## BEGIN Document passage
# Orange Wheels - new car 'broker' - discounted prices on new cars



## VW Golf-Fan (Aug 3, 2010)

Well it's all thanks to the guys at *Orange Wheels* that got me a fantastic deal on my Golf with around a £3,000 saving on typical list/target price.

Basically you pick a car you are interested in & they put you in touch with a dealer who is able to source you one from one of their dealerships that is willing to sell at discounted prices, you don't pay OW a penny! 

They only deal in brand new vehicles. :thumb:

http://www.orangewheels.co.uk/


----------



## Philb1965 (Jun 29, 2010)

I used them a couple of years ago for my 370z...very good service, took the haggle out of the deal, which I hate.


----------



## Rob_Quads (Jul 17, 2006)

How much did you save on the 370z?


----------



## SteveTDCi (Feb 8, 2006)

Not bad, it's very similar to the discount we get on them, but just a touch more. Vauxhall are very keen on discounts as are Citroen.


----------



## Philb1965 (Jun 29, 2010)

Rob_Quads said:


> How much did you save on the 370z?


£3.5k at the time which was great. Their current deals:

http://www.orangewheels.co.uk/buy-new/nissan-370z.html

Unless you want brand new I would look at a nearly new, there are some good deals out there at the moment. Sub £25k.


----------



## VW Golf-Fan (Aug 3, 2010)

Sorry I forgot to add that Orange Wheels only specialise in brand new car sales - so this may put a few people off seeing as they don't always prefer to buy new.

Personally, I only ever buy brand new cars - as long as I can afford it.


----------



## SteveyG (Apr 1, 2007)

VW Golf-Fan said:


> Sorry I forgot to add that Orange Wheels only specialise in brand new car sales - so this may put a few people off seeing as they don't always prefer to buy new.
> 
> Personally, I only ever buy brand new cars - as long as I can afford it.


Could you not have got a 6 month old GTD for the same price though?


----------



## Avanti (Jan 17, 2006)

SteveyG said:


> Could you not have got a 6 month old GTD for the same price though?


The OP already mentioned that he will buy brand new where possible, I suppose you could buy the gtd, and report back how great it is?
Remember folks, if people don't buy brand new then there will be no previously owned cars for the rest of us. :speechles


----------



## VW Golf-Fan (Aug 3, 2010)

SteveyG said:


> Could you not have got a 6 month old GTD for the same price though?


To be honest I never thought about buying a second hand GTD!  Even though the GTD is my favourite spec of Golf, it is more than my budget allows sadly, so that's why I got the 'Match' as a substitute spec.

I think you'll struggle to get a second hand GTD for less than £19,000 - they seem to cost as much as they do new.  :doublesho



Avanti said:


> Remember folks, if people don't buy brand new then there will be no previously owned cars for the rest of us.


Very valid point!


----------



## SteveyG (Apr 1, 2007)

VW Golf-Fan said:


> To be honest I never thought about buying a second hand GTD!  Even though the GTD is my favourite spec of Golf, it is more than my budget allows sadly, so that's why I got the 'Match' as a substitute spec.
> 
> I think you'll struggle to get a second hand GTD for less than £19,000 - they seem to cost as much as they do new.  :doublesho


Ah ok. I didn't check prices before posting - just assumed it would have dropped in price enough.


----------
## END Document passage
## BEGIN Data entries
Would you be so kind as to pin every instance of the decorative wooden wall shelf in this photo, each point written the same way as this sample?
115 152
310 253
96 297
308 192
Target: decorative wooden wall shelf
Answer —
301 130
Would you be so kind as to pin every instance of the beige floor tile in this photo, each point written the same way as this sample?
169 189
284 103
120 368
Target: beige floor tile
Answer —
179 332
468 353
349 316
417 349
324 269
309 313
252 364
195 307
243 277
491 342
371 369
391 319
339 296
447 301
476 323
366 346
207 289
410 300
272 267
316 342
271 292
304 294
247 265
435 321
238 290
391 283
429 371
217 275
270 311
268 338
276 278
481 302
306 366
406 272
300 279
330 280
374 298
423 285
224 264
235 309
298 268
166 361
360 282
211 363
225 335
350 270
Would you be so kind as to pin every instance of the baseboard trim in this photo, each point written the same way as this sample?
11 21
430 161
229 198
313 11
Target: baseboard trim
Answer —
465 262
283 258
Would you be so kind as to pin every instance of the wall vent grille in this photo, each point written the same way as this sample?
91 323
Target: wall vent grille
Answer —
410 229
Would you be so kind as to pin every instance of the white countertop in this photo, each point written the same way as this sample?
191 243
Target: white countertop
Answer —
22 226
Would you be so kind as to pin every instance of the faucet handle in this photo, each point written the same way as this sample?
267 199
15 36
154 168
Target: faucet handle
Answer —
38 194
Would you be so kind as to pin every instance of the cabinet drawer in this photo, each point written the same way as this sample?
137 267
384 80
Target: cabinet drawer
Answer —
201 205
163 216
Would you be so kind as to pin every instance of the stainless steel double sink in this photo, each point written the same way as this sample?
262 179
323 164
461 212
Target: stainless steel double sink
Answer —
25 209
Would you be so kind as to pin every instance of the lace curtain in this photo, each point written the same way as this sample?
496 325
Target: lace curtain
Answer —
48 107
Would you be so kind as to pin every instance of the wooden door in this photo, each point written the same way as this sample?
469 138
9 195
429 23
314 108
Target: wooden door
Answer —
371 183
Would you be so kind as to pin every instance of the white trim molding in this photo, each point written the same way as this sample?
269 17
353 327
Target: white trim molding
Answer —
## END Data entries
Set task 1 »
Print the stretch of the Orange Wheels thread from "# Orange Wheels" through "OW a penny!".
Set task 2 »
Please translate this sentence from the Orange Wheels thread into Spanish: "Vauxhall are very keen on discounts as are Citroen."
Set task 3 »
List every distinct username that posts in the Orange Wheels thread.

Response 1 »
# Orange Wheels - new car 'broker' - discounted prices on new cars



## VW Golf-Fan (Aug 3, 2010)

Well it's all thanks to the guys at *Orange Wheels* that got me a fantastic deal on my Golf with around a £3,000 saving on typical list/target price.

Basically you pick a car you are interested in & they put you in touch with a dealer who is able to source you one from one of their dealerships that is willing to sell at discounted prices, you don't pay OW a penny!

Response 2 »
Vauxhall está muy interesada en los descuentos, al igual que Citroen.

Response 3 »
VW Golf-Fan
Philb1965
Rob_Quads
SteveTDCi
SteveyG
Avanti